■ **EXTRAIT**:
------------
Dossier Aménagement du territoire Environnement

Ski alpin : la fuite en avant

Martha Gilson

Au fil des ans, l’implantation de remontées mécaniques et la réalisation d’espaces skiables se sont intensifiées au détriment de la montagne. Un processus qui devait valoriser un espace singulier et sauvage est aujourd’hui en train de le détruire.
Entretien avec Vincent Neirinck, de Mountain Wilderness.

Aménageurs et élu•es investissent de concert dans l’extension toujours plus délirante des stations de ski. L’idée sous-jacente est que seul le ski alpin peut faire vivre la montagne. Cette activité est une ressource économique très visible et bien organisée. Selon Vincent Neirinck, « dans la tête des personnes, y compris des dirigeants, on se dit que 90 % du chiffre d’affaires du tourisme en montagne provient du ski alpin. Et c’est vrai que c’est une puissance économique non négligeable ». Le problème réside en premier lieu dans la place que l’on attribue au ski alpin dans l’économie locale.

Tout miser sur le ski alpin : un mauvais calcul

« Toutefois, ce chiffre d’affaires touristique de 90 % attribué au ski alpin est faux, et on le sait depuis un moment », affirme Vincent Neirinck. En effet, dès 2002, « Année internationale de la montagne », le directeur du Service d’étude et d’aménagement touristique de la montagne (qui n’existe plus) avait affirmé que, contrairement à une idée reçue, les recettes du tourisme d’été sont supérieures, en montagne, à celles du tourisme d’hiver : environ 5 milliards d’euros contre 4, en 2002.
------------
■ **CONSIGNES**:
1. Résumez l'extrait sur le ski alpin en deux phrases.
2. Modifiez le passage de l'extrait sur le ski alpin qui commence aux mots « Dossier Aménagement du » et se termine après « de Mountain Wilderness. », en remplaçant « remontées mécaniques » par « télésièges ».
3. D'après l'extrait sur le ski alpin, pourquoi Vincent Neirinck juge-t-il faux le chiffre de 90 % attribué au ski alpin ? Répondez en une ou deux phrases.
Les lignes qui suivent ne servent à rien ici.

■ **DONNÉES ENREGISTRÉES**:
------------
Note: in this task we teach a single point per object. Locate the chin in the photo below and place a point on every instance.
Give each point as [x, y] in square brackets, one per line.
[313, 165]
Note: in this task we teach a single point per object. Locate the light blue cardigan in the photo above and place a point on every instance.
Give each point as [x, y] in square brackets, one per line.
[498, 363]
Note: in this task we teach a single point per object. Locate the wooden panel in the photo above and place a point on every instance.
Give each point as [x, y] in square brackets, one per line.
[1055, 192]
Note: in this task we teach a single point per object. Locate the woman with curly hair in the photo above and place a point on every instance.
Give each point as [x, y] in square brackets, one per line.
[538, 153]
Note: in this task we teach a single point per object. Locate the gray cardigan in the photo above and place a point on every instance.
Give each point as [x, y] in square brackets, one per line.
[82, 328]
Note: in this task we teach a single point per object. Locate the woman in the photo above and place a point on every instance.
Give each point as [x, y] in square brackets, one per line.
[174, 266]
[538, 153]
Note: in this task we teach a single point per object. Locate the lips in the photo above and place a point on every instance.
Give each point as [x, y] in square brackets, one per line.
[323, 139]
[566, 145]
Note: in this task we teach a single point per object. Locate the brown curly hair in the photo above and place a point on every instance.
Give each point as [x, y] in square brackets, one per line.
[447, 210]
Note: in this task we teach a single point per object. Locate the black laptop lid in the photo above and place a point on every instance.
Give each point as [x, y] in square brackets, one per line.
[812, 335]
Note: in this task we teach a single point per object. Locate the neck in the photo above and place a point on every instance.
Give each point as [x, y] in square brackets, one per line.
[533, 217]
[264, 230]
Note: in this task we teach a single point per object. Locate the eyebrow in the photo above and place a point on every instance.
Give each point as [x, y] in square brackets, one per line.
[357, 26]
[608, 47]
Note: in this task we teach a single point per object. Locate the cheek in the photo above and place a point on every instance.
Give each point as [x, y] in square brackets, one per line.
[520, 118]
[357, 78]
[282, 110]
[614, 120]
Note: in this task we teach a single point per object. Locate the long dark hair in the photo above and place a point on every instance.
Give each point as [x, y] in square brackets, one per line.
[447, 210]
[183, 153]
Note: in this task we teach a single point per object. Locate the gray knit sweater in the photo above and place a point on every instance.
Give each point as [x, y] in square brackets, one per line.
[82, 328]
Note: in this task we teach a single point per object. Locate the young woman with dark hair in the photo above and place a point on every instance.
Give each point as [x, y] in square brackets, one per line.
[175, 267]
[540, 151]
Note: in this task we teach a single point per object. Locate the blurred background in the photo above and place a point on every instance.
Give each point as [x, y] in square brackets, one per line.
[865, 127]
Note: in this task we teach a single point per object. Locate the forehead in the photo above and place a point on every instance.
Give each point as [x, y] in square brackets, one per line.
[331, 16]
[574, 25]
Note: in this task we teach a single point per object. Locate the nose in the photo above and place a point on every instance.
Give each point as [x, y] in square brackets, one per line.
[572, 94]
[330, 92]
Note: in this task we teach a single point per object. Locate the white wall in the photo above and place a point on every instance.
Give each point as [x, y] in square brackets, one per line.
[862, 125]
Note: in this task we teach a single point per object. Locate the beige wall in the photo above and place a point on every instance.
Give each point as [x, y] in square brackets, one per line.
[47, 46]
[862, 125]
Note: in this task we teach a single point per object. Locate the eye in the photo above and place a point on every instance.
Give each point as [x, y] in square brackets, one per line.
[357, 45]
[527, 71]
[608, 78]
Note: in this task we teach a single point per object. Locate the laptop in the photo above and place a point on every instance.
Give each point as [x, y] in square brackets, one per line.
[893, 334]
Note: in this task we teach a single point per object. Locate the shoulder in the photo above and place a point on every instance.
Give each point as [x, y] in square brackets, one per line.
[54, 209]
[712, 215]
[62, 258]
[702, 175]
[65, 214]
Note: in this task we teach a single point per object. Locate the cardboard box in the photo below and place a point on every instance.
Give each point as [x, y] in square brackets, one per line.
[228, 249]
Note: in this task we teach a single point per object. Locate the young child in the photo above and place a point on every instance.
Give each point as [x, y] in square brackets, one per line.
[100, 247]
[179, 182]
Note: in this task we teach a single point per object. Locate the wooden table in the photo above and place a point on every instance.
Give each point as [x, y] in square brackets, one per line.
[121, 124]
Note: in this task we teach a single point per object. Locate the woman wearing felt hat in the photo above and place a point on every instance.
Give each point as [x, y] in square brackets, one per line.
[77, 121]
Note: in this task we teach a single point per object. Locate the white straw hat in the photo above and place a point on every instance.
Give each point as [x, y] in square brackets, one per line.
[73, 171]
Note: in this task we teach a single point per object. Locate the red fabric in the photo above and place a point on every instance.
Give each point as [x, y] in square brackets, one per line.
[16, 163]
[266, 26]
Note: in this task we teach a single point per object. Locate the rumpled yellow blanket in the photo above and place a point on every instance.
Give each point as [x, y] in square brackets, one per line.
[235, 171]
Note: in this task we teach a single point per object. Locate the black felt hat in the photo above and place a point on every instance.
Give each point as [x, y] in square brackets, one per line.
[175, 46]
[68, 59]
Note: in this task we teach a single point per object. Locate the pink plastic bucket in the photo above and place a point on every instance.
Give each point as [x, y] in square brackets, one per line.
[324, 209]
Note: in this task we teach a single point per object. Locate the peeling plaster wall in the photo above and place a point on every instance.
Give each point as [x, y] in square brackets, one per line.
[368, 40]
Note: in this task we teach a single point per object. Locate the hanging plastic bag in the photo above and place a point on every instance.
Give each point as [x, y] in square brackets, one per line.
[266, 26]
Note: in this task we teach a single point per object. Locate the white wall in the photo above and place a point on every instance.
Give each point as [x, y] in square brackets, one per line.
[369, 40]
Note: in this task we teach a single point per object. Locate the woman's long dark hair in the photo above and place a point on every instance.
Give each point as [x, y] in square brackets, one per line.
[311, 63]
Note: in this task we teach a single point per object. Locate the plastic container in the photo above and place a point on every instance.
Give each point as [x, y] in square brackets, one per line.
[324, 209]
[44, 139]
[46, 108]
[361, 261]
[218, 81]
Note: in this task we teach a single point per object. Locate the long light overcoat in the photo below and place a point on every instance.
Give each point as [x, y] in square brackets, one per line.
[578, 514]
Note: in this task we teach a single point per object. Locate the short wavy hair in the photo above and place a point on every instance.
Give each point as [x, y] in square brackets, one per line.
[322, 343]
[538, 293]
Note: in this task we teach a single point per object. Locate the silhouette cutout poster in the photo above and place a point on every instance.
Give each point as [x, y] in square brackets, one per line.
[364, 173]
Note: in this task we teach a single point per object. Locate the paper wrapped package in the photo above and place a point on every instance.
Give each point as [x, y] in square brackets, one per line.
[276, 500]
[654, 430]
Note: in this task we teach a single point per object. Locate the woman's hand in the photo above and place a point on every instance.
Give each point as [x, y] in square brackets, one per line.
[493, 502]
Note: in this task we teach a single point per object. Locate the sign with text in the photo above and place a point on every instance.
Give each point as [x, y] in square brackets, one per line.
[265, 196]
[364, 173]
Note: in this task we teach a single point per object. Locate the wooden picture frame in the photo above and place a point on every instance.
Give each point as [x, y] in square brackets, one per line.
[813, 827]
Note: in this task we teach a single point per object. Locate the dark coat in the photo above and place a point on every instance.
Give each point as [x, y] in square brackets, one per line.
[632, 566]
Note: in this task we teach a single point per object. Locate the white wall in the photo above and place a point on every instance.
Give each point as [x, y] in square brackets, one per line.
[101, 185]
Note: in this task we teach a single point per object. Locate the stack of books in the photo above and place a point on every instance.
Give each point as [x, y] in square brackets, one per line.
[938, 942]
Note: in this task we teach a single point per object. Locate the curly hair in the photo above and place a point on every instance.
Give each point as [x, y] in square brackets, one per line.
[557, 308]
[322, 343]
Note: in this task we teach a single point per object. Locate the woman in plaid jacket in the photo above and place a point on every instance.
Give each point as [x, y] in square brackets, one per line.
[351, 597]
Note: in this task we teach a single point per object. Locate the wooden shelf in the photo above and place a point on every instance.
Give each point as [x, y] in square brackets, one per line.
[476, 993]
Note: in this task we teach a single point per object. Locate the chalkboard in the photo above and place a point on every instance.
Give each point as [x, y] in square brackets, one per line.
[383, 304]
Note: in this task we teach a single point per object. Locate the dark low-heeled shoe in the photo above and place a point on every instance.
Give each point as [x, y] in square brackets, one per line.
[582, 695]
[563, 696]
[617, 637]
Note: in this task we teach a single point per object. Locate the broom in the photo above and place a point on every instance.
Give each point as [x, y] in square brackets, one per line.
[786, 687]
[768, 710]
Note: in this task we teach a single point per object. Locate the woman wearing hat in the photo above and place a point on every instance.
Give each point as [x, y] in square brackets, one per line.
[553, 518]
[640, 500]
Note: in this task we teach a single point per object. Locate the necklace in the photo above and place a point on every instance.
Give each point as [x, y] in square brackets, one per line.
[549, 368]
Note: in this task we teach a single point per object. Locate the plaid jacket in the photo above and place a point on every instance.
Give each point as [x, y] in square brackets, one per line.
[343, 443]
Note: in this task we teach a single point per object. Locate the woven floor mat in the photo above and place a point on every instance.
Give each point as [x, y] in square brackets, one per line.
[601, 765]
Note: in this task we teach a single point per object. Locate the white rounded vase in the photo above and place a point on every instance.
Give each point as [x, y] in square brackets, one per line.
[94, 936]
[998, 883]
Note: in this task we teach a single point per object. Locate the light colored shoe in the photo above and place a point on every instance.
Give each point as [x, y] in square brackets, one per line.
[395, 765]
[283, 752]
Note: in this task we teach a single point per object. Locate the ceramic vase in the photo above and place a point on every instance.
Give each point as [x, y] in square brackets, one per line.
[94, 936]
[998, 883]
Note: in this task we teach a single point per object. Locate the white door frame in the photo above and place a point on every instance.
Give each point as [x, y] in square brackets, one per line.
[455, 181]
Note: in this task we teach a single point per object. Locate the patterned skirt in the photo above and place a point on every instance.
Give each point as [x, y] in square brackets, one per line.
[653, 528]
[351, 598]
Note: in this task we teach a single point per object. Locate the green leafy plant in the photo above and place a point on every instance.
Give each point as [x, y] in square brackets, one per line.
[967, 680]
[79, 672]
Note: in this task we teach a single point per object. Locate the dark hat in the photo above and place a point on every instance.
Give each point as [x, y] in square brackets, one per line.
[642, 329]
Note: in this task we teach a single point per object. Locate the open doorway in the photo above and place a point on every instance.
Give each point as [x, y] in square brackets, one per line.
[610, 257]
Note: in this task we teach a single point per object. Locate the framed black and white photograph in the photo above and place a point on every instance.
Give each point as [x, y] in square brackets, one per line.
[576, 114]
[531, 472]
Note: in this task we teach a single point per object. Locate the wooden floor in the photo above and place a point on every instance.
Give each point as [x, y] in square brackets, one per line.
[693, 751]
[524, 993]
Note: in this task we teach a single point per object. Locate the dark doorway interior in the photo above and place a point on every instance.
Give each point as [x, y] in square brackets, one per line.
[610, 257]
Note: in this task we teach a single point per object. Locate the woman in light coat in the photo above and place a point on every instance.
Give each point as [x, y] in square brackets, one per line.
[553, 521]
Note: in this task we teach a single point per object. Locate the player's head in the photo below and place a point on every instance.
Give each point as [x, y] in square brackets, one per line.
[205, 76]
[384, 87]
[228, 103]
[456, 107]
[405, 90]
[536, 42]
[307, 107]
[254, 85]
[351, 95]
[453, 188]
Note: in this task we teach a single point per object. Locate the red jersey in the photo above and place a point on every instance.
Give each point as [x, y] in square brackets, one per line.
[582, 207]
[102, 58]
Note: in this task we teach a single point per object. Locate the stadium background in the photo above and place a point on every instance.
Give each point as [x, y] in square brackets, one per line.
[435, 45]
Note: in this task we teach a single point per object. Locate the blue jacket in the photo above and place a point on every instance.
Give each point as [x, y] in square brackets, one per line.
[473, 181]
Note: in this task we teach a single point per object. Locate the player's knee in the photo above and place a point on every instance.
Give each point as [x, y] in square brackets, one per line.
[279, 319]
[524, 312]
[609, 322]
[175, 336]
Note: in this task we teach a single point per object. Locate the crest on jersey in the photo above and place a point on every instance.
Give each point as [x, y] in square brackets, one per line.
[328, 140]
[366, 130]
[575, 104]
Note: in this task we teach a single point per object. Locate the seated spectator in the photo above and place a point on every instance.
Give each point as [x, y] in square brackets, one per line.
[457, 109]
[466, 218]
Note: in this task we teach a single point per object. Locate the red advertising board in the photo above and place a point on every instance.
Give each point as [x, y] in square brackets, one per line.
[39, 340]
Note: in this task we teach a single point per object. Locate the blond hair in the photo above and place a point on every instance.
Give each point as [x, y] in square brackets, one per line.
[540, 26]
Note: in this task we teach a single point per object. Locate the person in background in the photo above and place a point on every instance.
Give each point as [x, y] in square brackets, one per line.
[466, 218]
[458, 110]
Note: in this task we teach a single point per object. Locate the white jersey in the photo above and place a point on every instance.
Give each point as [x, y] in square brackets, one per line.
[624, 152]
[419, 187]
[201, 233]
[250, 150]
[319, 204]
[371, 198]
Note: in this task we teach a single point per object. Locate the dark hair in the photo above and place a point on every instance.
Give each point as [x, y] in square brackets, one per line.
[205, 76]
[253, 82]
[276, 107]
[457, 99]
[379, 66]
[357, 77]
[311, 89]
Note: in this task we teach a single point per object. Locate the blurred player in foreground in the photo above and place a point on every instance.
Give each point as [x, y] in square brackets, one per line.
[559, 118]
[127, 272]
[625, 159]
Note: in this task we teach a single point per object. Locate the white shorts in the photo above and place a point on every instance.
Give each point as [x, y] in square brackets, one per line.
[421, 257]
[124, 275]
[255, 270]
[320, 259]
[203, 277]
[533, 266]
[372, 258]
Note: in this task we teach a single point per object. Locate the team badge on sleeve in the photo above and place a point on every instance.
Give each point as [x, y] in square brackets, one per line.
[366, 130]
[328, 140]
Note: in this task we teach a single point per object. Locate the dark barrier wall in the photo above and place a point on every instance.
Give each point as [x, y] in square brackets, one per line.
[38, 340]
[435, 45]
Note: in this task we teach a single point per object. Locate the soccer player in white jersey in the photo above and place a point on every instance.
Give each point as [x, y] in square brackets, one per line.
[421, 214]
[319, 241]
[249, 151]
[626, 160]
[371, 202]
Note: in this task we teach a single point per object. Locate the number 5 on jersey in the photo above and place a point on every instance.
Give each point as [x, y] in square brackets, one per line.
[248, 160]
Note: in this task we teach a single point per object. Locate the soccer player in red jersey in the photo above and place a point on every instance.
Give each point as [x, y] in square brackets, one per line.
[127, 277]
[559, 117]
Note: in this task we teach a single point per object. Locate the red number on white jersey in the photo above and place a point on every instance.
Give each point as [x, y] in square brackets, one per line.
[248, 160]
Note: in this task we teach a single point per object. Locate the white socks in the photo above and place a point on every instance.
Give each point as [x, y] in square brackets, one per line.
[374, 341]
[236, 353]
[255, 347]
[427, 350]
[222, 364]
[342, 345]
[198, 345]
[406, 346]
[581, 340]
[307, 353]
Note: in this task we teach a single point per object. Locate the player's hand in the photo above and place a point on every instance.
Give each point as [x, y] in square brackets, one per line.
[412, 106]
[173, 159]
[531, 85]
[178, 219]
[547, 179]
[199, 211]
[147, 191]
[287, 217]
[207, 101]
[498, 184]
------------
■ **CORRIGÉ**:
1. Aménageurs et élus investissent ensemble dans l'extension des stations de ski, persuadés que seul le ski alpin peut faire vivre la montagne, alors que ces aménagements se font au détriment de celle-ci. Vincent Neirinck, de Mountain Wilderness, affirme pourtant que le chiffre de 90 % du chiffre d'affaires touristique attribué au ski alpin est faux, puisqu'en 2002 les recettes du tourisme d'été dépassaient en montagne celles du tourisme d'hiver.

2.
Dossier Aménagement du territoire Environnement

Ski alpin : la fuite en avant

Martha Gilson

Au fil des ans, l’implantation de télésièges et la réalisation d’espaces skiables se sont intensifiées au détriment de la montagne. Un processus qui devait valoriser un espace singulier et sauvage est aujourd’hui en train de le détruire.
Entretien avec Vincent Neirinck, de Mountain Wilderness.

3. En 2002, le directeur du Service d'étude et d'aménagement touristique de la montagne avait affirmé que les recettes du tourisme d'été en montagne étaient supérieures à celles du tourisme d'hiver : environ 5 milliards d'euros contre 4.